## 任务说明:
从下列记录中提取所有含有字符串“sweater”的行，并完整照录每一行。匹配时区分大小写。
*** 数据记录 ***
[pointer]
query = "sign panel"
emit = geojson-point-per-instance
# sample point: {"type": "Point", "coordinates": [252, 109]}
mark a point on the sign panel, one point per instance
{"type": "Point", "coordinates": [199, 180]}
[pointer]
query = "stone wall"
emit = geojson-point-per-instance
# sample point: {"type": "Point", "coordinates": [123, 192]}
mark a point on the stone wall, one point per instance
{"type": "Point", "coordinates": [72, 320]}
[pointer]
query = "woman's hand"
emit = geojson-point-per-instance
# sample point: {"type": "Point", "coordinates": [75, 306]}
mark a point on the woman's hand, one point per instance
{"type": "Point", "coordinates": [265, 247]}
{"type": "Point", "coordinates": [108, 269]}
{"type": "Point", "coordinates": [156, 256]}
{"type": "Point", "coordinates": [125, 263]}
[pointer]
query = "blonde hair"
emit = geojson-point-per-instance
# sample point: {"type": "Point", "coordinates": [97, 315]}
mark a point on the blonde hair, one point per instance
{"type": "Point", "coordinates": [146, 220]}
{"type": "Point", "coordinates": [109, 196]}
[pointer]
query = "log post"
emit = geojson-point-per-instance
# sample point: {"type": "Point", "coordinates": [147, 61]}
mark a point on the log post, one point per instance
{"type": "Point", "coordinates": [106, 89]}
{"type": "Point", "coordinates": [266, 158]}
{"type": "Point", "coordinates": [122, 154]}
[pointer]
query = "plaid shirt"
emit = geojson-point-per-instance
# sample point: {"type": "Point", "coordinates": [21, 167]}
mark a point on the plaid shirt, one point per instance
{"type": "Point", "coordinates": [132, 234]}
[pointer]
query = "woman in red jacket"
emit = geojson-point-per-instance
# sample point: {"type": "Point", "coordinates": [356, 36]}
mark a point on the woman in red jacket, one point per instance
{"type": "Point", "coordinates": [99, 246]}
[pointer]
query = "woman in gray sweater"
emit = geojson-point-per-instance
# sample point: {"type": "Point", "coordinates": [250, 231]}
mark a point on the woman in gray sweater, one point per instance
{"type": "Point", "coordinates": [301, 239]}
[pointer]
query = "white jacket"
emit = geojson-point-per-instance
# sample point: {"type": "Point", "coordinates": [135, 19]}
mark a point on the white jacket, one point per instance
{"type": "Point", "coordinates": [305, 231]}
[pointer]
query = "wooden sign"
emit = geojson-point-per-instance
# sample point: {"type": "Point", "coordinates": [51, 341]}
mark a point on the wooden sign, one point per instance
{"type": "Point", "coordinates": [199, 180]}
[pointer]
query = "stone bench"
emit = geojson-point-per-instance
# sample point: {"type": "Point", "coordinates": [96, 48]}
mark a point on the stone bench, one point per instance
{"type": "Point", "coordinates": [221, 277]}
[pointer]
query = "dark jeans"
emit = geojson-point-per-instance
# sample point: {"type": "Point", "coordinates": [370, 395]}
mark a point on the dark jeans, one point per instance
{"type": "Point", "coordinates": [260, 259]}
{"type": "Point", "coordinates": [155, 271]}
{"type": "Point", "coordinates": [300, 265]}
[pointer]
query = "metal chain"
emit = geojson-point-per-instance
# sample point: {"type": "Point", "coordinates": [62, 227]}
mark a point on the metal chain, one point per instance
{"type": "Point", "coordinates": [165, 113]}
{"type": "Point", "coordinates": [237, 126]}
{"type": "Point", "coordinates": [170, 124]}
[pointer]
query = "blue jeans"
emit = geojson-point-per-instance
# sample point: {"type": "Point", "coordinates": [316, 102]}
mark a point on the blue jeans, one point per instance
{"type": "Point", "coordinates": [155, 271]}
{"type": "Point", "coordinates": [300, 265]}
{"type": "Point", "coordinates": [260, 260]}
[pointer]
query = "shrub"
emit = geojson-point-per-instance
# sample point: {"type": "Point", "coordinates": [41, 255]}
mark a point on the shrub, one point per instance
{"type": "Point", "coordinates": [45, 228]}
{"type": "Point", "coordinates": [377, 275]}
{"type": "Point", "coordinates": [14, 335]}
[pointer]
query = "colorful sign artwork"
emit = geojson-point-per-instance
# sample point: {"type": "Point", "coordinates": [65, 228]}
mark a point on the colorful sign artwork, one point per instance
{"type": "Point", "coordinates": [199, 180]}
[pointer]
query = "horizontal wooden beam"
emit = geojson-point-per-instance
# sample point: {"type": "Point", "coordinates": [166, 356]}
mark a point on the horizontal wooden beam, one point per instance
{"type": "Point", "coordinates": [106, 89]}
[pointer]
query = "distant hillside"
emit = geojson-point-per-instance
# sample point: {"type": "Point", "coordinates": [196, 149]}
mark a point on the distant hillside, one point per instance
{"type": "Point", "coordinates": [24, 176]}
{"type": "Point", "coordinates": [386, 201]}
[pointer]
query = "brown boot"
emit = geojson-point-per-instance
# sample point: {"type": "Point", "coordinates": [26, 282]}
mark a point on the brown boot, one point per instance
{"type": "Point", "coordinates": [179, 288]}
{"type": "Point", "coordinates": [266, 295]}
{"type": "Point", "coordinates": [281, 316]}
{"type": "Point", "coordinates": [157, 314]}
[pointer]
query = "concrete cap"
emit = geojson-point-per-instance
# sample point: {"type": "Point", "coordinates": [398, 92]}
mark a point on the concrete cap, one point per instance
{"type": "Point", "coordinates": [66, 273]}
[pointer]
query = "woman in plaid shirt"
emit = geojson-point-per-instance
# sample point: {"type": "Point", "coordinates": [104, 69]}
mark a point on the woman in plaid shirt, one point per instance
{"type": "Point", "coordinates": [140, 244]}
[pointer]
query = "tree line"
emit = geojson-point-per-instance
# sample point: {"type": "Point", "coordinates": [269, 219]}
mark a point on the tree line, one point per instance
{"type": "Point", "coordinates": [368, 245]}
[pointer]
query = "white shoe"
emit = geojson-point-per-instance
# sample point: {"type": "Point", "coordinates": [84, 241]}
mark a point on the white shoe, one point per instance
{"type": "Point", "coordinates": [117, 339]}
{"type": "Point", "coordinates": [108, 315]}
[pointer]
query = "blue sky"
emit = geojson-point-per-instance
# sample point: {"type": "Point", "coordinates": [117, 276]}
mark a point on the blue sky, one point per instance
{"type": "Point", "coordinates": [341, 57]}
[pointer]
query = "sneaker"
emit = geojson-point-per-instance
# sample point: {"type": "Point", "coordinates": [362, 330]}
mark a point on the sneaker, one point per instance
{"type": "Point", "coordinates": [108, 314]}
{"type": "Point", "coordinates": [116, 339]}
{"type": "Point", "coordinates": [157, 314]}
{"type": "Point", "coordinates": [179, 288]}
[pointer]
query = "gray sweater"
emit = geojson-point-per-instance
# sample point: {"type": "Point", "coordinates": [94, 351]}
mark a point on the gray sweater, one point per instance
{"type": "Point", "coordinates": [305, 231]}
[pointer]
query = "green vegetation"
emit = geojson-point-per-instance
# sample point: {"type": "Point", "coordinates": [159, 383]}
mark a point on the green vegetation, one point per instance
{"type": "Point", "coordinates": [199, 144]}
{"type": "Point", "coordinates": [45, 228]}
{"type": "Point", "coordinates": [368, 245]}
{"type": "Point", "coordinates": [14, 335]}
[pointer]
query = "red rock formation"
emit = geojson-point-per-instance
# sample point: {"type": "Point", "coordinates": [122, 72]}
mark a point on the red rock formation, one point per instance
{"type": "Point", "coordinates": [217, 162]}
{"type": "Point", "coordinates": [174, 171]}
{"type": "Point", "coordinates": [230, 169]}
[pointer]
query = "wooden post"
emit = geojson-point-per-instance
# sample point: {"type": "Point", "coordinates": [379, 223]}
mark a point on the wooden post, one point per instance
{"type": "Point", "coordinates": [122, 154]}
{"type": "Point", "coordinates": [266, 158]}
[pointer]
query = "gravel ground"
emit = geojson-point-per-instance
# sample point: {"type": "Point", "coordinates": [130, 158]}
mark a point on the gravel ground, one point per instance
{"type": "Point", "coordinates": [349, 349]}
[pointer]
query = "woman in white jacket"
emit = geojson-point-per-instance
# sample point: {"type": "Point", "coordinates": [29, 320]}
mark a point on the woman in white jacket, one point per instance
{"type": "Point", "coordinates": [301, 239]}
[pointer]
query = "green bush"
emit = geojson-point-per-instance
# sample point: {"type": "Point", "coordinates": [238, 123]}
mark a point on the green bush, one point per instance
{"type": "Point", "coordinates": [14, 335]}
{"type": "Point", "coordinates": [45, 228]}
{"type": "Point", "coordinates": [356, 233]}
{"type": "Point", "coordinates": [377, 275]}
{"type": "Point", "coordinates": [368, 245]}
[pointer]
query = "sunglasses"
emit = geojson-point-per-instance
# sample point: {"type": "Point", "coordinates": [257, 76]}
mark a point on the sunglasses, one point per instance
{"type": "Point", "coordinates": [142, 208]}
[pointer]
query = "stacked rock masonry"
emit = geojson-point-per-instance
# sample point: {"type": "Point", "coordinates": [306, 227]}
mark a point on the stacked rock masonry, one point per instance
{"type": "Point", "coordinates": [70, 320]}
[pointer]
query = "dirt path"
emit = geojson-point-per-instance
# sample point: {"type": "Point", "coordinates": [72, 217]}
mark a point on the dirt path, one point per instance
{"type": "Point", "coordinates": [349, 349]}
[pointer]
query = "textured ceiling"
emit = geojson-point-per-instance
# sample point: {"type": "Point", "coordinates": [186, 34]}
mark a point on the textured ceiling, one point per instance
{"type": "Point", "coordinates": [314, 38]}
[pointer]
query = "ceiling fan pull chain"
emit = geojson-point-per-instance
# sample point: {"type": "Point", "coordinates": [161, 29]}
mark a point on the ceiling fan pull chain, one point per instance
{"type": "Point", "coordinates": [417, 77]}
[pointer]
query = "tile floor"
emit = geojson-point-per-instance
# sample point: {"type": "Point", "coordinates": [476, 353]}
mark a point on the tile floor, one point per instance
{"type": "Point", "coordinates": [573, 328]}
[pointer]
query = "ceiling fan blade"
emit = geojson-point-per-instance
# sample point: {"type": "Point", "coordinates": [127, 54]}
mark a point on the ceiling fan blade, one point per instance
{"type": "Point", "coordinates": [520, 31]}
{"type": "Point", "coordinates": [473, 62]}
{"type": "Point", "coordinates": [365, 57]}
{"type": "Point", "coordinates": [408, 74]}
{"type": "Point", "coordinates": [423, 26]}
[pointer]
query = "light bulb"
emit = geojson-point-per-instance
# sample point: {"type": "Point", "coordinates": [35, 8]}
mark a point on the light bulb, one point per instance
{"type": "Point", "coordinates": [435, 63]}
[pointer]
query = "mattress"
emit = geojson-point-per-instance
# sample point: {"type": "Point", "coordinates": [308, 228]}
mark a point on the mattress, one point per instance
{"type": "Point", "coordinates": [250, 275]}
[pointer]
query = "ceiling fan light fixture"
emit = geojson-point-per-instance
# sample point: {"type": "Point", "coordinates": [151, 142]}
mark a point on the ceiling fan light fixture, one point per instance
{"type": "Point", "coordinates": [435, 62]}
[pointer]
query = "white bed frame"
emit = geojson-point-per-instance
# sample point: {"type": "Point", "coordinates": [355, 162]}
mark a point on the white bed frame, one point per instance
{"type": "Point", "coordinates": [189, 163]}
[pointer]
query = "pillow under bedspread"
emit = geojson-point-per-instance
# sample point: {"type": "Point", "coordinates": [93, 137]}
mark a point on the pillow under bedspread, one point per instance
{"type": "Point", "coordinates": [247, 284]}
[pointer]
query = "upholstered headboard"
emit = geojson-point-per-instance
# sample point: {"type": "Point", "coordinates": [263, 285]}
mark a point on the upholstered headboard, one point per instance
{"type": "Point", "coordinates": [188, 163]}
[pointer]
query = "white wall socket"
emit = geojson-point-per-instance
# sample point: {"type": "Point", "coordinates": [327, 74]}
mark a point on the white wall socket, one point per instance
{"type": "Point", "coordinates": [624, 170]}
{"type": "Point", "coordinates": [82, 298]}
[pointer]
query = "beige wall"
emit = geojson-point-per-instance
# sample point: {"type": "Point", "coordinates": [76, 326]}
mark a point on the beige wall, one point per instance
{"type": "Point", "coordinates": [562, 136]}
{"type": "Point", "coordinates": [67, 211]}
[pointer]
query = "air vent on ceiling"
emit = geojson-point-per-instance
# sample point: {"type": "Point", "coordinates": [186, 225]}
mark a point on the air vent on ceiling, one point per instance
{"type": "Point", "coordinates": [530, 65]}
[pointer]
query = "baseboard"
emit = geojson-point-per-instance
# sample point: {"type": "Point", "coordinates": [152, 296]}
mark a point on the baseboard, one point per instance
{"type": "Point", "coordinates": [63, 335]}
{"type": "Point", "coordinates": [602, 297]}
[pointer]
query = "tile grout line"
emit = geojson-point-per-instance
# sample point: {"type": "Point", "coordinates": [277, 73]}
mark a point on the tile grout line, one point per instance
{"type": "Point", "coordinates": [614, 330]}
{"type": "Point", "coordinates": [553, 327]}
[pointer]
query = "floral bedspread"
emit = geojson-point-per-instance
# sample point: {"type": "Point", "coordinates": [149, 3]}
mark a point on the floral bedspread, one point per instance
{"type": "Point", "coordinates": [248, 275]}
***
## 参考答案:
query = "woman in gray sweater"
mark a point on the woman in gray sweater, one point per instance
query = "gray sweater"
mark a point on the gray sweater, one point per instance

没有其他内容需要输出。